_TASK REQUIREMENTS_:
Count the lines of the data below that contain the string "shirt", treating uppercase and lowercase letters as distinct. Reply with the number alone.

_RECORDS SUPPLIED_:
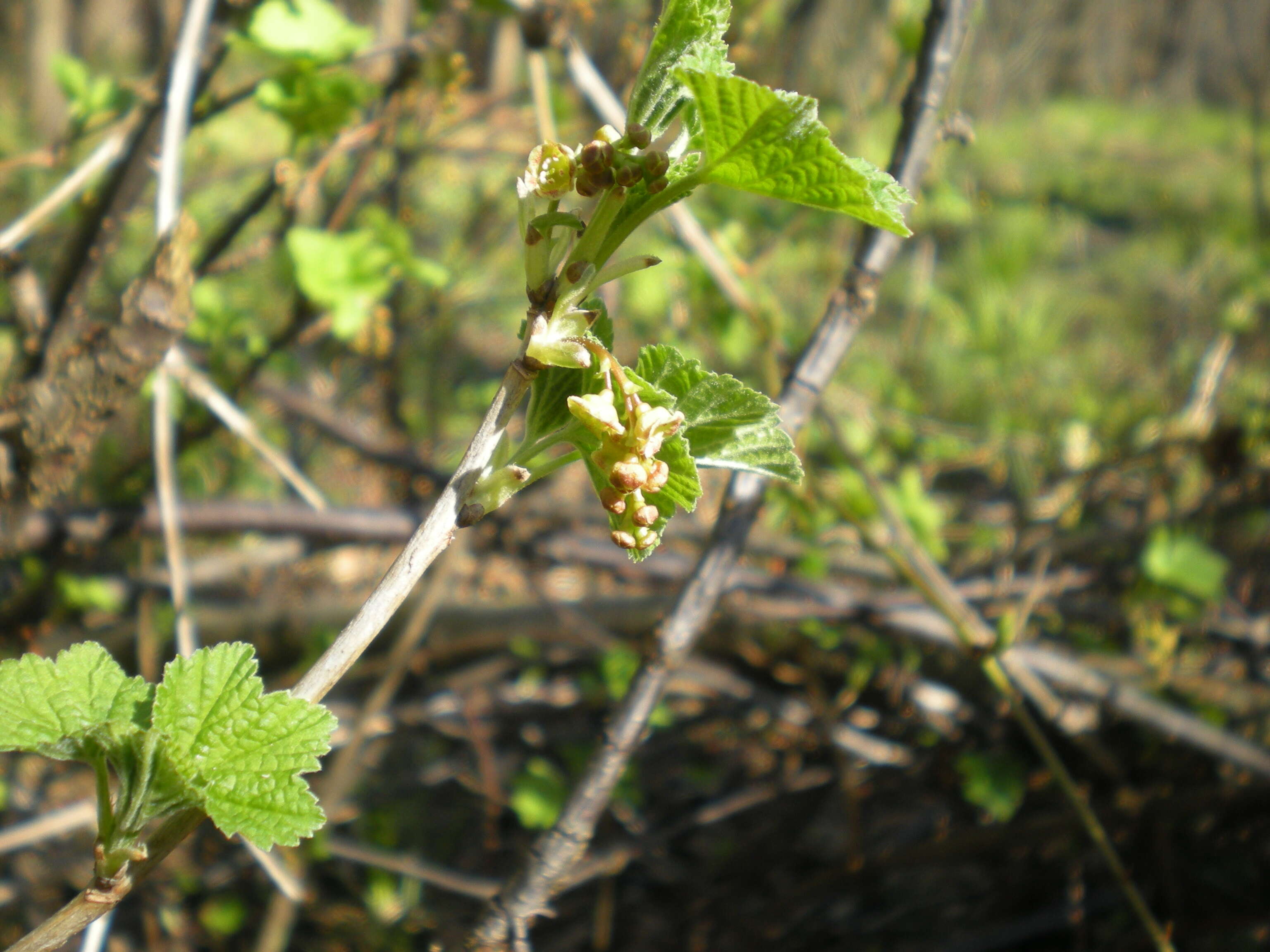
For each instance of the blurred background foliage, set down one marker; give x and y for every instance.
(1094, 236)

* * *

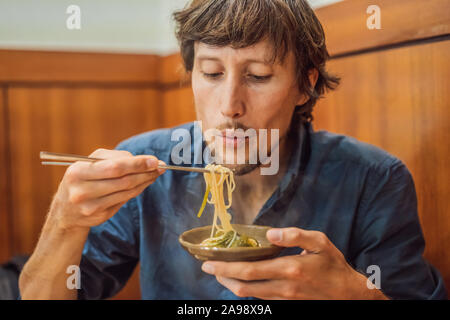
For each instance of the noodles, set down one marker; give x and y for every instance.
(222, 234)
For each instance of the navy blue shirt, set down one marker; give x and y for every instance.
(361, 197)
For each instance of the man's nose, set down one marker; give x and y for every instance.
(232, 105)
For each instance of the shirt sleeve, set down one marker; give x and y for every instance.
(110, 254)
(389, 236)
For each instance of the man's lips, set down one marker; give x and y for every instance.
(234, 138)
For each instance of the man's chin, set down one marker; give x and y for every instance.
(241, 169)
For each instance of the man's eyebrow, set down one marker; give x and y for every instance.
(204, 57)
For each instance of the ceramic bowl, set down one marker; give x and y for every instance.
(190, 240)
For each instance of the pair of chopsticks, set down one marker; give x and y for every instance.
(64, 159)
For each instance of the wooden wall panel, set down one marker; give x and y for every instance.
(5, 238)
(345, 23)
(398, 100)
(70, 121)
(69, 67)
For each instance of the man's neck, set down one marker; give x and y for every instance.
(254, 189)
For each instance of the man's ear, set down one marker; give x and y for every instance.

_SOLUTION FOR THIS EXERCISE_:
2